TEXTO A LER:
§ §

Acordam na 7.a secção do Tribunal da Relação de Lisboa
I. RELATÓRIO
FE... instaurou incidente de incumprimento do regime do exercício das responsabilidades parentais (segmento alimentos) contra RI..., alegando, em síntese, que o Requerido não procedeu ao pagamento da pensão de alimentos desde a propositura da ação até Setembro de 2015, estando em dívida a quantia de € 4.200,00; não pagou as pensões de alimentos relativas aos meses de Novembro de 2016, Fevereiro de 2017 e Março de 2017 num total de € 420,00; não procedeu à atualização em função da taxa de inflação num total de € 6,80 e não pagou a comparticipação nas despesas de saúde e escolares num total de € 444,11 (fls. 3/5).
Notificado, o requerido deduziu oposição (fls. 42/7) em que pede a sua absolvição do pedido tanto mais porque, não tendo a Requerente apresentado as despesas no mês seguinte ao da sua realização, defende que as mesmas já não lhe podem ser solicitadas.
O Ministério Público proferiu douto parecer (fls. 53) em que, com exceção do comprovado pagamento da quantia de alimentos relativa ao mês de fevereiro de 2017, requer a procedência do incidente.
Após, foi proferida sentença que, com exceção da aludida quantia de € 140,00 a título de alimentos, referente ao mês de fevereiro de 2017, conclui pela procedência da ação e pela condenação do Requerido, nessa conformidade.
Inconformado com o assim decidido, o Requerido interpôs recurso de Apelação no âmbito do qual formulou a seguintes conclusões:
1. Posto isto, não pode a recorrida gastar o que quer com os menores, tendo outras opções mais baratas e até gratuitas, sem consultar o recorrente sobre tais despesas, sabendo da situação económica do mesmo e que ficou provada nos autos, assim como também não pode apresentar despesas relativas a 2015 e 2016, quando sabe que nunca o requerente deduziu qualquer despesa no seu IRS porque as mesmas nunca lhe foram comunicadas dentro do lapso temporal estipulado em sentença, nem as pagou em tempo útil devido ao mesmo facto.
Logo não pagou porque a recorrida não as apresentou.
2. Da Douta sentença recorrida, não consta um único fundamento de Direito, apenas faz referência ao art. 2006° do CC o qual refere que os alimentos são devidos desde a propositura da acção;
3. E assim é, mas não neste caso em concreto, nunca o recorrente esteve em incumprimento, porque nunca lhe foi fixado nenhum montante a pagar entre a data da propositura da acção e a data da sentença, ia pagar o quê????
3. Um regime provisório tem ser fixado por um Juiz, o que poderia ter sido feito mas embora tenha sido requerido pelo recorrente o Meritíssimo Juiz entendeu e fundamentou no seu despacho a razão pela qual não estabelecia um regime provisório;
4. Perante tal decisão o que caberia ao recorrente fazer?

§ §

O QUE SE PEDE:
Prossiga o acórdão sobre o incumprimento da pensão de alimentos a partir do ponto em que ele termina. Não é preciso consultar os dados.

DADOS FORNECIDOS:
§ §

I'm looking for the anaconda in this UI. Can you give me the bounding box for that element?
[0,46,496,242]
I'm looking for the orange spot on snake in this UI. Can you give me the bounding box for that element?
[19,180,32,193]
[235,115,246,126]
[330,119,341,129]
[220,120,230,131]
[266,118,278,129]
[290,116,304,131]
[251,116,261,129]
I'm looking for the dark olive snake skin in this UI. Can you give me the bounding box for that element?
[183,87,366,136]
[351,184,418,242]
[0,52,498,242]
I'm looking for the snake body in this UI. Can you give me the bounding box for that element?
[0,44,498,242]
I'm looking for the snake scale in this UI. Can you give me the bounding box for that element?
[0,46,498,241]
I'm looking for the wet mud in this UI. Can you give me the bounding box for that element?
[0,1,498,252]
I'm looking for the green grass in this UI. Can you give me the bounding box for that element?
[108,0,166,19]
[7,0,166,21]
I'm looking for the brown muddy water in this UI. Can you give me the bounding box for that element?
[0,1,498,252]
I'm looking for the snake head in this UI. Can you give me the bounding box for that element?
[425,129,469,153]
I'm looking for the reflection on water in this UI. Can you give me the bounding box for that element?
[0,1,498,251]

§ §

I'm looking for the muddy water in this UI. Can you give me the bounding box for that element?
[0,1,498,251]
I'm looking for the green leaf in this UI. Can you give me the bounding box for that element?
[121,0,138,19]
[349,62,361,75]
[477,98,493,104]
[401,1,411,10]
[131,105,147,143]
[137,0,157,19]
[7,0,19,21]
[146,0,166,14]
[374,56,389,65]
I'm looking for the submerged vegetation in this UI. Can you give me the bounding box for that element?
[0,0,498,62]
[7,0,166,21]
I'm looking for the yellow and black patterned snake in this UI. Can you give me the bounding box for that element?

§ §

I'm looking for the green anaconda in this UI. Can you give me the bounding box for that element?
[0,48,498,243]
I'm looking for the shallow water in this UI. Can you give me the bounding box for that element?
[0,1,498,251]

§ §

RESPOSTA:
5. Não lhe foi imposta qualquer obrigação monetária, logo não pode vir a Meritíssima Juiz à quo falar de incumprimento de pagamento de pensão de alimentos e despesas, porque nunca foi fixado qualquer montante a pagar. Ora se não foi fixado como pode ter incumprido?
Como pode chegar à conclusão que o incumprimento tem por base uma pensão de alimentos no valor de 70,00 euros por cada filho?
Onde se encontra fixado que é esse o montante a pagar entre o Abril de 2013 e Setembro de 2015?
6. Efetivamente foi fixada uma pensão de alimentos aos menores, mas em 14.09.2015 e não em 26.4.2013.
Se existir incumprimento, este será posterior a 14.9.2015 e não antes.
7. Nunca poderemos falar em incumprimento, quando não foi estipulada por quem de direito qualquer obrigação.
Conclui, assim, pelo provimento do presente recurso, devendo o recorrente ser absolvido do pedido.
Não foram apresentadas contra-alegações de recurso.
Colhidos os vistos legais, cumpre apreciar e decidir.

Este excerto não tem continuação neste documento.